▶ Supplied passage

I would add... 1. A digital camera - for those of us who seldom rig/derig, what might seem obvious when derigging could be a mystery in the spring. I even take pictures of the boat loaded and tied down, so I don't have to rethink tie-down strategies each time. 2. If you can't fully raise the centerboard prior to loading, then be sure it is free to kick up all the way - no lines fouling it etc.. You don't want it stuck partially down while winching her up onto the trailer. Unless you are driving less than a few blocks at low speed, be sure that everything is tied down well and with padding to avoid chafing. The affect of wind at 40mph on the road can seriously whip about everything not secured, and chafing from the vibration and bumpiness of the ride can be easily underestimated. 3. Lastly, if the ride will be more than a few miles at moderate speed, put anything loose down below, in the truck bed, or in the back of the SUV. (For open cockpit daysailers, this is more of an issue - don't be tempted to leave all the miscellaneous stuff bouncing around in the open cockpit unless you want to either lose it or have it damage the surface. Good luck - I'll be pulling mine as late as possible, but ultimately depends on when the utility company draws down the water level. Till then, enjoy!.

▶ Given data
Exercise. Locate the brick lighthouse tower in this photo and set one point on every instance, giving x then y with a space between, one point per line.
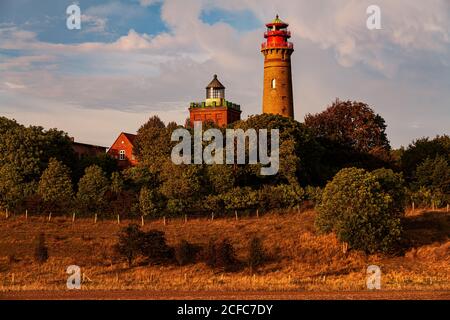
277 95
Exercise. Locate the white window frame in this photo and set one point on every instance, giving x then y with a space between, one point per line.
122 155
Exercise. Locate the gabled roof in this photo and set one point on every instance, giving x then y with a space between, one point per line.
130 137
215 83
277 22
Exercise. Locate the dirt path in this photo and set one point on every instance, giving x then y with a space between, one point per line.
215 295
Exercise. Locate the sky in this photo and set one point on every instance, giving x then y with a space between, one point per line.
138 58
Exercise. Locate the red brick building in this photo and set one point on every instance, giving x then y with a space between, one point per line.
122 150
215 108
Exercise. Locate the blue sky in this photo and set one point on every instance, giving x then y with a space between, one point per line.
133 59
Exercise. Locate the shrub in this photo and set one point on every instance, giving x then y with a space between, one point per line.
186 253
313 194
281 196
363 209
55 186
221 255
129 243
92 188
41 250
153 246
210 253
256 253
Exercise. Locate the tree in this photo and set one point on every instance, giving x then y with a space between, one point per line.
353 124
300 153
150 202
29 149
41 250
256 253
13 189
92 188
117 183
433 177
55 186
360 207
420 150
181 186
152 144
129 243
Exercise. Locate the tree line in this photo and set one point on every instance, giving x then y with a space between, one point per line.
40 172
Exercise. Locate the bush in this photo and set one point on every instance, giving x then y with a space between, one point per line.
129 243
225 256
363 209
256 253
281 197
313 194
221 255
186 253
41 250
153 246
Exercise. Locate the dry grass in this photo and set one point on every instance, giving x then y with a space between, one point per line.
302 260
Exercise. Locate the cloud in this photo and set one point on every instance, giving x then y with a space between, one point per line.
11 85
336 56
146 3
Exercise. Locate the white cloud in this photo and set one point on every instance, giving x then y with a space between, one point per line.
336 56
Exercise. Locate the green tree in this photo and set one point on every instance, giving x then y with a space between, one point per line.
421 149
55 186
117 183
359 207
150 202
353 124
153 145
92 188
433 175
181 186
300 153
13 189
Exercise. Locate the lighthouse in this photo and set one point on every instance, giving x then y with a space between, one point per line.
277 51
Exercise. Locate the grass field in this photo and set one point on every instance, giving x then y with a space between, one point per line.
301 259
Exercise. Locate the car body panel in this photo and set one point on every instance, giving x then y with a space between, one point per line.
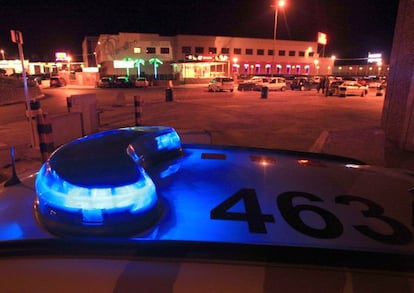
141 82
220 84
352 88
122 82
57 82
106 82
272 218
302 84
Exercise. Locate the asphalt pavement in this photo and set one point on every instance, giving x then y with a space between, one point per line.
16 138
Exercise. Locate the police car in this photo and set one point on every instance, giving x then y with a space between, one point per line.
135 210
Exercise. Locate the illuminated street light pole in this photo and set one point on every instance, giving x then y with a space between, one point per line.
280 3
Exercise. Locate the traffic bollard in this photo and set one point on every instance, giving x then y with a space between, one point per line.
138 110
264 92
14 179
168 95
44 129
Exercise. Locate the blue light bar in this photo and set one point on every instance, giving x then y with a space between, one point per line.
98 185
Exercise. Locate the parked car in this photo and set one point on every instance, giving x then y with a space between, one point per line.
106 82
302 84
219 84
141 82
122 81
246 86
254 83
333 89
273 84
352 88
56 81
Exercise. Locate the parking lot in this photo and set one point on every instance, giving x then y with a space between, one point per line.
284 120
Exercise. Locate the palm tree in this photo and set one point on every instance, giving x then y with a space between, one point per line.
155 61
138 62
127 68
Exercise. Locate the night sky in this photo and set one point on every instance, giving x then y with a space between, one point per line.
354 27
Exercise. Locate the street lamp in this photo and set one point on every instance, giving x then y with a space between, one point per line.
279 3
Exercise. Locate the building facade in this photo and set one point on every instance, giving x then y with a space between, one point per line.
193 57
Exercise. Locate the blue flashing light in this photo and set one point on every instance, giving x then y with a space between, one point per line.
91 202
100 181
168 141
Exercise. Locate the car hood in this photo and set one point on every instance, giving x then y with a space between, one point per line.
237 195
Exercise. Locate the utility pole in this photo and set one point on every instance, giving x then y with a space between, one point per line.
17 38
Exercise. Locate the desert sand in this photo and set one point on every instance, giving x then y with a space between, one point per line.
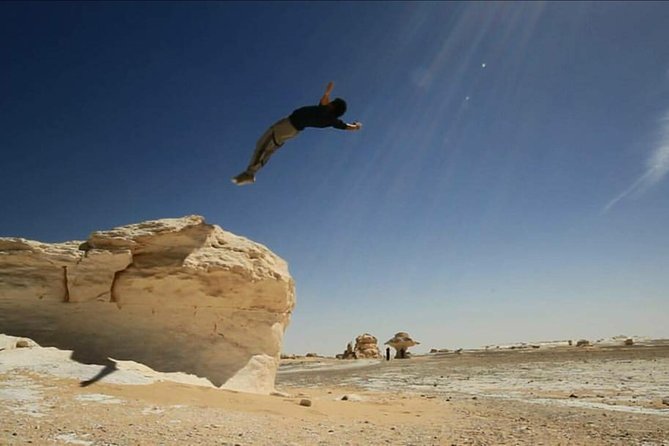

▶ What you will do
- a) Can you find every line in the records that contains the word "white" and copy each one out?
- b) Could you continue the sailboat trailering tips from the point where they end?
These records are unrelated to the sailboat trailering tips.

▶ Answers per task
- a)
Exercise. Locate the white window frame in this photo and set one point on every instance, giving x then y with a space between, one point per line.
Exercise. Locate the white cloud in this photo and set one point on every instance, giving x then y with a space between, one point per line.

- b)
 
H

Herb Parsons

Tying Things Down

When we trailer our O'Day 25, I always "wrap the mast". I use the plastic wrap that movers use (it looks like a big roll of saran wrap, it's available from U-Haul). I start at the back of the boat, and wrap all the mast, along with the standing rigging as I go forward. Make it extra thick since you'll be storing. Doing this, I've never had a single part work its way loose down the highway, and the rigging is all neatly arranged once I get whereever I'm going, instead of the jumbled mess I had the first two times I trailered it.